» **Data in this exercise**:
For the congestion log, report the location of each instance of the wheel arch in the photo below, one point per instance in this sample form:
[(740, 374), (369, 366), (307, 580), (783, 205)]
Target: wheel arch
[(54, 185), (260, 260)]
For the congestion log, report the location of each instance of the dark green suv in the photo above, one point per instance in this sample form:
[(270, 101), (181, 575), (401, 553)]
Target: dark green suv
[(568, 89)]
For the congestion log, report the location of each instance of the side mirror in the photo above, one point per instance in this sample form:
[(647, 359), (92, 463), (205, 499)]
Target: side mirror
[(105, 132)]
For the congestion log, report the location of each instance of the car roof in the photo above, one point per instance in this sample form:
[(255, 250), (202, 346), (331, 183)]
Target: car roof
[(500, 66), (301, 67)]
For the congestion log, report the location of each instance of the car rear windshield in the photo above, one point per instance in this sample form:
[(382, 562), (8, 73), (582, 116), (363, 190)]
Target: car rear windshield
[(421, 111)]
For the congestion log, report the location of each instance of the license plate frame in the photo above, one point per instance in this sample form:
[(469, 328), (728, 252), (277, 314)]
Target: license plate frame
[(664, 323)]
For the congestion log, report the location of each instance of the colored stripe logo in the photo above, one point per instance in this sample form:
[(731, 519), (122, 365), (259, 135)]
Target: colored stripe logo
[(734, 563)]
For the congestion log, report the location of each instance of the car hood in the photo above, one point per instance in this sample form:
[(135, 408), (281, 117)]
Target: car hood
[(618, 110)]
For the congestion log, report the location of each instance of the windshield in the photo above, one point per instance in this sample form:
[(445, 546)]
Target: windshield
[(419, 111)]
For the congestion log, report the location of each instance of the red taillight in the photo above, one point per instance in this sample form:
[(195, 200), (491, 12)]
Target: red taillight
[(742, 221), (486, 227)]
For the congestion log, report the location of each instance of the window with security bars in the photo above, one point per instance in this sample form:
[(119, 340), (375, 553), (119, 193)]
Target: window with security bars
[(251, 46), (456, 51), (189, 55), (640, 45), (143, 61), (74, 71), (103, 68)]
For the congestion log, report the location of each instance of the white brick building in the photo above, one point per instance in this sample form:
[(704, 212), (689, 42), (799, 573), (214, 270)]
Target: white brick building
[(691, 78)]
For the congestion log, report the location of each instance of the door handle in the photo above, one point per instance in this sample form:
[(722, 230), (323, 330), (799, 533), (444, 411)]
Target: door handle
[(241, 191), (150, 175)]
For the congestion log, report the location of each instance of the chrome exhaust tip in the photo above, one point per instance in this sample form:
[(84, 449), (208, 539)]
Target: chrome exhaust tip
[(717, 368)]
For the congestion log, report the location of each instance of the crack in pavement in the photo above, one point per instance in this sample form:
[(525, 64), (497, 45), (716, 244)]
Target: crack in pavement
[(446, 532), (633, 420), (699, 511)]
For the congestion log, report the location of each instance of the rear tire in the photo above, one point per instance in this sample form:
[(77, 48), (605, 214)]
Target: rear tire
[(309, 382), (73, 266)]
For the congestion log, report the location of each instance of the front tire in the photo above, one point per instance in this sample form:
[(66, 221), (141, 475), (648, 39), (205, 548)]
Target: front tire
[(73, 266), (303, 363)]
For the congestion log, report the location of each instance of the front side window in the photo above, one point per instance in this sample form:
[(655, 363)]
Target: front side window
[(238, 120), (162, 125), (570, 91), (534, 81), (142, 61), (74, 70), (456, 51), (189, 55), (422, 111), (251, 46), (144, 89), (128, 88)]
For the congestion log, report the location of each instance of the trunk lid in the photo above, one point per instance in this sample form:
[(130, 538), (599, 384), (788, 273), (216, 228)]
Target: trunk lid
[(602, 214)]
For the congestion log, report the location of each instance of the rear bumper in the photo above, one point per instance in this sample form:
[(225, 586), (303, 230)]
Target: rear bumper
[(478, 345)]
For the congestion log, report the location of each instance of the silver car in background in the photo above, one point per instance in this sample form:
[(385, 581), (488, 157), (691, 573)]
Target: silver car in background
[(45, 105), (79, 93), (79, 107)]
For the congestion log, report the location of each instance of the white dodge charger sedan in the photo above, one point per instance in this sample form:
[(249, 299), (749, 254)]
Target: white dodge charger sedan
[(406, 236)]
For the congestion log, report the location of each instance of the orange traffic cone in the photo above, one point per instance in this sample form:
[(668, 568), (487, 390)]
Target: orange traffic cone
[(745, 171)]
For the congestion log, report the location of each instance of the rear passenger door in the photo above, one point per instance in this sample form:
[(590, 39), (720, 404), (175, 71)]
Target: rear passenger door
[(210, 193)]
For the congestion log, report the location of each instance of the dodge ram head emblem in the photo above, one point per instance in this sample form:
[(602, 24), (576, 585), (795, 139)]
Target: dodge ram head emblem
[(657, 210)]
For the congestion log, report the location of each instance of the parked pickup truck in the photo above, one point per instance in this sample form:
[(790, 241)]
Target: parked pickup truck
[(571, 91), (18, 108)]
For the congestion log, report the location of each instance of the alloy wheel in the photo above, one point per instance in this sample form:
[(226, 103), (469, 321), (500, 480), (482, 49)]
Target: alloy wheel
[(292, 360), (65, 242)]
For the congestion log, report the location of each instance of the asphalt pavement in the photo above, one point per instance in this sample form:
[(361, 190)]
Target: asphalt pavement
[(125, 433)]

» **Work item**:
Write the records out in full, exactly as they read above.

» **Response**:
For the congestion log, report the location of each instance of the wheel arch in the photo below, one point per instance in this sample form:
[(740, 374), (369, 366), (307, 580), (783, 205)]
Target: wheel arch
[(54, 185), (260, 260)]
For the congestion log, report the location of each instance of the dark green suv in the photo above, one point per instance in this sample form:
[(270, 101), (181, 575), (401, 553)]
Target: dark green suv
[(568, 89)]
For the congestion log, report the location of each instance of the side mirror in the photo above, one point per instance in this sample form:
[(647, 359), (92, 463), (205, 499)]
Target: side mirror
[(105, 132)]
For the congestion log, report the location of each instance of the car roof in the photo above, one point per instance in this sample form:
[(255, 250), (202, 346), (331, 183)]
Target: car roof
[(500, 66), (301, 67)]
For the congestion log, report the location of each instance of the car rear windshield in the photo above, one point per instance in this sample form:
[(382, 562), (8, 73), (582, 116), (363, 190)]
Target: car rear windshield
[(421, 111)]
For the congestion log, report the location of each instance of the license plate frame in the photo above, one point per instance in this sample form:
[(469, 328), (728, 252), (277, 314)]
Target: license plate frame
[(664, 323)]
For the congestion log, report the location of each instance of the colored stripe logo in the photo above, one point per instance in this sample form:
[(731, 519), (122, 365), (259, 135)]
Target: colored stripe logo
[(734, 563)]
For the congestion log, report the location of each instance of the car hood in the photo above, one point per instance in this sample form:
[(135, 408), (281, 117)]
Target: car hood
[(618, 110)]
For the congestion log, report the location of each instance of the windshield in the photo above, one point per instance in this sample form:
[(445, 546)]
Target: windshield
[(419, 111)]
For the congestion log, report the location of each instance of the red taillight in the photo above, one point per instance in this sample form:
[(195, 200), (491, 12)]
Target: red taillight
[(742, 221), (486, 227)]
For the congestion log, report the location of each instance of the window with security bars in the photo above, one point per instance in this sample form:
[(119, 340), (375, 553), (119, 193)]
Target: window with security bars
[(251, 46), (456, 51), (189, 55), (640, 45), (143, 61), (74, 71), (103, 68)]
For the congestion log, report the location of each instance of the white brick building in the photo above, one point per instance in this sample form:
[(704, 212), (689, 42), (799, 573), (214, 270)]
Target: white brick building
[(691, 78)]
For the congestion log, report the location of each instance of the door handle in the photo above, one point per instance in this sample form:
[(722, 230), (323, 330), (799, 533), (444, 411)]
Target: door handle
[(241, 191), (150, 175)]
For the congestion log, report the location of each instance of the chrome exhaust tip in the photo above, one point per instance in this sample form:
[(84, 449), (208, 539)]
Target: chrome exhaust tip
[(717, 368)]
For the congestion log, report the location of each instance of the crack in pavement in the photo above, one point per instance in this sample form:
[(525, 64), (497, 45), (716, 244)]
Target: crack in pavement
[(446, 532), (633, 420), (699, 511)]
For the congestion log, report the location of each instance of the rear tire in the photo above, one point per instance in this sample form:
[(77, 48), (605, 214)]
Target: rear tire
[(309, 382), (73, 266)]
For the congestion log, report the location of each instance of the front tire in the photo above, one point per instance in this sample form:
[(66, 221), (141, 475), (648, 39), (205, 548)]
Target: front tire
[(73, 266), (303, 363)]
For the congestion log, report the location of each instance of the front side window in the photo above, one point per instance in this sample form:
[(655, 363)]
Target: front side window
[(238, 120), (162, 125), (570, 91), (534, 81), (142, 61), (74, 70), (456, 51), (189, 55), (422, 111), (251, 46), (144, 89), (128, 88)]
For the congestion log, report the location of each instance of the trunk lid in the photo above, one point per instance in this sample form:
[(130, 538), (599, 384), (788, 273), (216, 228)]
Target: trunk lid
[(602, 214)]
For the congestion log, report the location of each instance of the rear bumper in the photo above, one point per instance in this sample form:
[(225, 586), (303, 230)]
Target: rear bumper
[(478, 345)]
For the congestion log, report the location of each instance of the silver car in background in the photo above, one point per instance in this sample form:
[(385, 581), (488, 157), (691, 573)]
Target: silver car in background
[(45, 105), (79, 93), (79, 107)]
For the congestion log, report the location of each instance of the white dodge charger sedan in the photo above, one point per instance in this sample form:
[(249, 299), (749, 254)]
Target: white dodge charger sedan
[(406, 236)]
For the congestion log, report the location of each instance of the orange traffic cone in the photo above, one point per instance in this sample form:
[(668, 568), (487, 390)]
Target: orange traffic cone
[(745, 171)]
For the congestion log, report the location of each instance of the rear passenger door in the photo above, one point per instance in this sample form:
[(590, 39), (720, 404), (175, 71)]
Target: rear passenger door
[(210, 193)]
For the congestion log, report the location of each instance of the dodge ram head emblem in the photo above, one point per instance in this sample form:
[(602, 24), (576, 585), (795, 139)]
Target: dodge ram head emblem
[(657, 210)]
For the congestion log, report the location of each instance of the parked pickup truck in the photo above, one point per instance in this sample form:
[(790, 241)]
Target: parked pickup truck
[(571, 91), (18, 108)]
For the congestion log, report the location of each instance of the alloy wheel in the photo above, one point per instance in this sample form:
[(226, 103), (469, 321), (500, 480), (482, 49)]
Target: alloy wheel
[(292, 360), (65, 242)]
For the congestion log, report the location of each instance of the asphalt pavement in the photo above, one point per instance in this sample form:
[(361, 190)]
Target: asphalt pavement
[(125, 433)]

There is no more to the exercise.